__Exercise aim__.
Extract every row below and reproduce each line character for character, without any changes.

__Records shown__.
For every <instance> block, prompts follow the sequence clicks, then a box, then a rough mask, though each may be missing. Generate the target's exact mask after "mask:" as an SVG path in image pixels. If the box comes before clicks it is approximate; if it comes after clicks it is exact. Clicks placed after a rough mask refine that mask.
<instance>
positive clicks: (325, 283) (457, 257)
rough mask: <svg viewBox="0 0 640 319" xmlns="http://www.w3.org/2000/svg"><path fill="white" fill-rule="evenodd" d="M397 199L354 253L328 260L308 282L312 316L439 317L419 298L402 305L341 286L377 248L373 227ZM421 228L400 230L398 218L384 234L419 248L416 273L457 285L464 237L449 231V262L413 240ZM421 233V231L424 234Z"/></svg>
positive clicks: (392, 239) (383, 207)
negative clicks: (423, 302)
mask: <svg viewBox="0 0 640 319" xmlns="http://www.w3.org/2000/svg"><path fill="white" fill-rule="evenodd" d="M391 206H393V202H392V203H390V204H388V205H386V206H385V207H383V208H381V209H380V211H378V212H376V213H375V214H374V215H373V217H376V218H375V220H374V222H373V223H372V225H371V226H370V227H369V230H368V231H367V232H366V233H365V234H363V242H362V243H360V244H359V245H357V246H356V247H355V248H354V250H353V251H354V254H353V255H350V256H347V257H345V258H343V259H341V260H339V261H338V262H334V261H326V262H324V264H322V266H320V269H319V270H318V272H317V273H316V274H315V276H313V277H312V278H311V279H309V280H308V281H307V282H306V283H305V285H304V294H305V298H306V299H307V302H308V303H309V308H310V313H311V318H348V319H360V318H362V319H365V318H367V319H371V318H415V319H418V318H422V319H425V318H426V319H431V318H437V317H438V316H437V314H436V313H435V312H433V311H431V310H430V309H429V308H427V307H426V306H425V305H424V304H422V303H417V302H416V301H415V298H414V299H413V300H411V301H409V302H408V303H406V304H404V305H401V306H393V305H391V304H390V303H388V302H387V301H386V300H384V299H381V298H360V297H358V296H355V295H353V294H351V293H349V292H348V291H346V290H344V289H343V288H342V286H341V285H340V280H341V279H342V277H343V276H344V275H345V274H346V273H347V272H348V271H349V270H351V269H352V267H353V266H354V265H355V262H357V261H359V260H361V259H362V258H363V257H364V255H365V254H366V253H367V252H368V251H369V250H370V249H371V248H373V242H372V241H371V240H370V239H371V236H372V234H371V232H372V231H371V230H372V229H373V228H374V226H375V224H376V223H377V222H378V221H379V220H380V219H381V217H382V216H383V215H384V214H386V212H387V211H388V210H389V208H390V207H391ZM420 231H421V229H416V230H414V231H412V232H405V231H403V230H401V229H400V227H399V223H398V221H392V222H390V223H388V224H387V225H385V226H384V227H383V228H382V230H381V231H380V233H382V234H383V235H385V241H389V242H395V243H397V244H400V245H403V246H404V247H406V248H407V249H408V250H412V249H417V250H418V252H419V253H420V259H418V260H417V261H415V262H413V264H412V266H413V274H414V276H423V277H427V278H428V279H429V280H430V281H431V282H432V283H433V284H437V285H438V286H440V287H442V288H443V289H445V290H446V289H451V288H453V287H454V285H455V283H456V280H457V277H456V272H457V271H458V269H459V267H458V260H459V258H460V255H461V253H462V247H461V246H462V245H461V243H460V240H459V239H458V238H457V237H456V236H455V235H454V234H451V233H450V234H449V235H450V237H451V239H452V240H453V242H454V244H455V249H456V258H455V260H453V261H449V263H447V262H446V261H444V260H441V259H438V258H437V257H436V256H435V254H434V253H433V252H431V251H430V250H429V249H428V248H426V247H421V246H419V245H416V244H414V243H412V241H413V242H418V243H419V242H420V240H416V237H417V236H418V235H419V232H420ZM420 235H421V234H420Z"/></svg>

__Solved problem__.
For every <instance> block, prompts follow the sequence clicks, then a box, then a rough mask, though each may be missing. Generate the target's exact mask after "mask:" as an SVG path in image pixels. If the box comes before clicks it is approximate; if it comes after clicks it is exact. Clicks placed after a rough mask refine that mask.
<instance>
positive clicks: (325, 283) (457, 257)
rough mask: <svg viewBox="0 0 640 319" xmlns="http://www.w3.org/2000/svg"><path fill="white" fill-rule="evenodd" d="M397 199L354 253L328 260L308 282L312 316L439 317L419 298L402 305L341 286L377 248L373 227ZM421 228L400 230L398 218L384 234L419 248L416 273L457 285L464 237L449 231V262L413 240ZM421 233V231L424 234Z"/></svg>
positive clicks: (392, 239) (383, 207)
negative clicks: (423, 302)
mask: <svg viewBox="0 0 640 319" xmlns="http://www.w3.org/2000/svg"><path fill="white" fill-rule="evenodd" d="M391 206H393V202H392V203H390V204H388V205H386V206H385V207H383V208H381V209H380V211H378V212H376V213H375V214H374V215H373V217H376V218H375V220H374V222H373V223H372V225H371V226H370V227H369V230H368V231H367V232H366V233H365V234H363V242H362V243H360V244H359V245H357V246H356V247H355V248H354V250H353V251H354V254H353V255H350V256H347V257H345V258H343V259H341V260H339V261H338V262H334V261H326V262H324V264H322V266H320V269H319V270H318V272H317V273H316V274H315V276H313V277H312V278H311V279H309V280H308V281H307V282H306V283H305V285H304V294H305V298H306V299H307V302H308V303H309V308H310V313H311V318H348V319H360V318H362V319H365V318H367V319H371V318H415V319H418V318H422V319H425V318H426V319H431V318H437V317H438V316H437V314H436V313H435V312H433V311H431V310H430V309H429V308H427V307H426V306H425V305H424V304H422V303H417V302H416V301H415V298H414V299H413V300H411V301H409V302H408V303H406V304H404V305H401V306H393V305H391V304H390V303H388V302H387V301H386V300H384V299H381V298H360V297H358V296H355V295H353V294H351V293H349V292H348V291H346V290H344V289H343V288H342V286H341V285H340V280H341V279H342V277H343V276H344V275H345V274H346V273H347V272H348V271H349V270H351V269H352V267H353V266H354V265H355V262H357V261H359V260H361V259H362V258H363V257H364V255H365V254H366V253H367V252H368V251H369V250H370V249H371V248H373V242H372V241H371V240H370V239H371V236H372V234H371V232H372V231H371V230H372V229H373V228H374V226H375V224H376V223H377V222H378V221H379V220H380V219H381V217H382V216H383V215H384V214H386V212H387V211H388V210H389V208H390V207H391ZM420 231H421V229H416V230H414V231H412V232H405V231H403V230H401V229H400V227H399V223H398V221H392V222H390V223H388V224H387V225H385V226H384V227H383V228H382V230H381V231H380V233H382V234H383V235H385V241H389V242H395V243H397V244H400V245H403V246H404V247H406V248H407V249H408V250H412V249H417V250H418V252H419V253H420V259H418V260H417V261H415V262H413V264H412V266H413V274H414V276H423V277H427V278H428V279H429V280H430V281H431V282H432V283H433V284H437V285H438V286H440V287H442V288H443V289H445V290H446V289H451V288H453V287H454V285H455V283H456V280H457V277H456V272H457V271H458V269H459V267H458V260H459V258H460V255H461V253H462V247H461V246H462V245H461V243H460V240H459V239H458V238H457V237H456V236H455V235H454V234H451V233H450V234H449V235H450V237H451V239H452V240H453V242H454V244H455V249H456V258H455V260H453V261H449V263H447V262H446V261H444V260H441V259H438V258H437V257H436V256H435V254H434V253H433V252H431V251H430V250H429V249H428V248H426V247H421V246H419V245H416V244H414V243H412V241H413V242H418V243H419V242H420V240H416V237H417V236H418V235H419V232H420ZM420 235H421V234H420Z"/></svg>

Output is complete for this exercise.